Your goal
Copy the material below, substituting "conifer stand" for "evergreen forest" at every occurrence and keeping everything else the same. Omit the pictures from your copy.

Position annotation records
========
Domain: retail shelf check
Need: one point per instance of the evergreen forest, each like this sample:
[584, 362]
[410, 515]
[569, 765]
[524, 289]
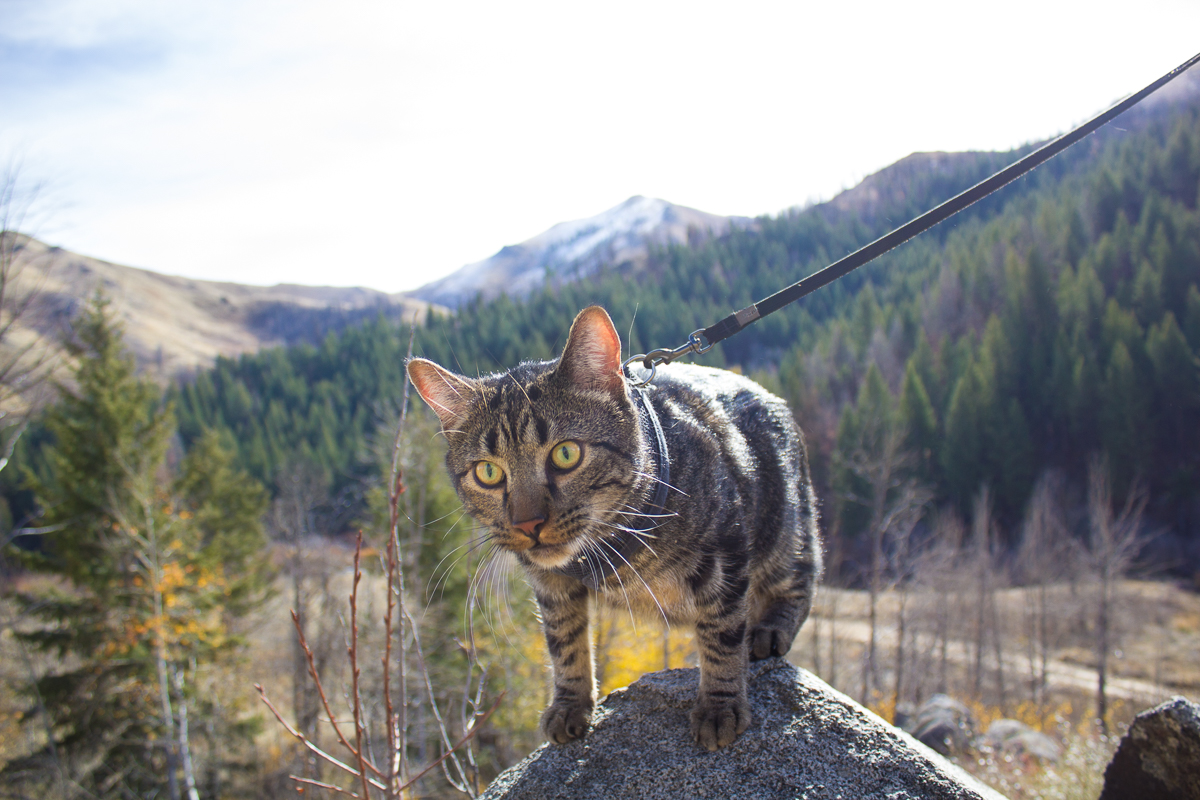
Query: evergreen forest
[1055, 322]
========
The completed task
Domain: retail shelf check
Need: one point per instance of the conifer stand, each like this sample:
[584, 362]
[410, 515]
[569, 765]
[524, 289]
Query: conifer stand
[1055, 322]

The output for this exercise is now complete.